_PROVIDED RECORDS_:
★ ★ ★
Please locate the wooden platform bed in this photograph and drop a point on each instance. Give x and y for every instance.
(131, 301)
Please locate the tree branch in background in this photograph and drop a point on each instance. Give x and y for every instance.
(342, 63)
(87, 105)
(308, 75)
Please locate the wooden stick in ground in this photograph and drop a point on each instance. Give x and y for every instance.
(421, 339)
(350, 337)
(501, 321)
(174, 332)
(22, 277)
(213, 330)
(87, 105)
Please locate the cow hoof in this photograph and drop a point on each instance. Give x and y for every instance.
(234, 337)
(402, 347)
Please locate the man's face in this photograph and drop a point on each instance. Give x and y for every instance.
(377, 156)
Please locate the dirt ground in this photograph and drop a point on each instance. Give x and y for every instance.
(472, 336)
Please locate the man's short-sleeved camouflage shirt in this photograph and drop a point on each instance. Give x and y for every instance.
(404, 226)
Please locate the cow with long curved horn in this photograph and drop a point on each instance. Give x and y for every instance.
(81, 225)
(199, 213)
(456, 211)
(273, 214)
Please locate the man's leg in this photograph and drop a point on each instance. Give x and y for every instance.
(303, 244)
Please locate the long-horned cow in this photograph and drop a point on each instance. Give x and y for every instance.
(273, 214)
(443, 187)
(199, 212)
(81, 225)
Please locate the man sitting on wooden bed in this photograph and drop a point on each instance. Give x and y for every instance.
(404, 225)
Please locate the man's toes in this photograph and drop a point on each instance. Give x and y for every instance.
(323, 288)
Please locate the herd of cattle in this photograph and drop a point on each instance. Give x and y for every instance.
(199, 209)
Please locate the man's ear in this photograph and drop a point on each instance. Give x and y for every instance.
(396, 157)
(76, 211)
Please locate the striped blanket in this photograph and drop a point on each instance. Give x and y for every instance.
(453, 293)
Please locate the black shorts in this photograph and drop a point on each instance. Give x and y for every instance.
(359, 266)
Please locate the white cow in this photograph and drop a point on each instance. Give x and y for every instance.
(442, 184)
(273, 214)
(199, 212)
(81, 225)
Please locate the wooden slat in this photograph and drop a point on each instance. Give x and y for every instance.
★ ★ ★
_ABOUT THIS TASK_:
Each line of the data must be retyped exactly.

_YOUR SOLUTION_:
Please locate the wooden platform bed in this photograph and drop a point on each instance. Give x and y for every instance.
(131, 301)
Please locate the tree branch in background in this photograph and drop a point on each instance. Give x and y for every instance.
(342, 63)
(87, 105)
(308, 75)
Please locate the wooden stick in ground in this photograph and drop a point on each instance. Give x and y for every instance.
(421, 339)
(350, 337)
(501, 321)
(174, 332)
(22, 277)
(213, 330)
(87, 105)
Please locate the cow hoof in this photograph and drop a point on each instance. Give x and y for every instance.
(234, 337)
(402, 347)
Please locate the man's face in this photograph and drop a point on each instance. Give x and y for every instance.
(377, 156)
Please locate the dirt ground in this photograph and drop a point on each instance. Give x and y for every instance.
(472, 336)
Please locate the man's short-sleeved camouflage shirt in this photograph and drop a point on each instance. Give x and y for every instance.
(404, 226)
Please locate the cow with long curved horn in this photograph and drop a point on each instance. Give x and y for every instance.
(81, 225)
(199, 213)
(456, 211)
(273, 214)
Please locate the man's leg in this photograph and drop a point on each instance. Give x and y for every instance.
(303, 244)
Please locate the long-horned cow in this photograph and drop a point on each instance. Give x and y for every instance.
(273, 214)
(443, 187)
(199, 212)
(81, 225)
Please locate the man sitting on wooden bed in this photograph and drop a point on each instance. Give x and y for every instance.
(404, 225)
Please locate the man's toes in this photograph and drop a point on each instance. Give x and y for every instance.
(323, 288)
Please locate the herd of cattle in this photograph and drop a point on each instance. Give x and y for every instance.
(199, 209)
Please locate the man's ear in this photograph and drop a point on each instance. Give x and y for every instance.
(396, 157)
(76, 211)
Please locate the striped blanket in this photograph and drop a point on each instance. Give x and y for every instance.
(453, 293)
Please locate the black shorts in this photograph and drop a point on each instance. Give x and y for every instance.
(359, 266)
Please locate the white cow in this photograph and drop a point on each instance. Give x and y for every instance.
(442, 184)
(273, 214)
(199, 212)
(81, 225)
Please locate the wooden slat in this photograph and drop a point on each instance. Give x and y for every instance.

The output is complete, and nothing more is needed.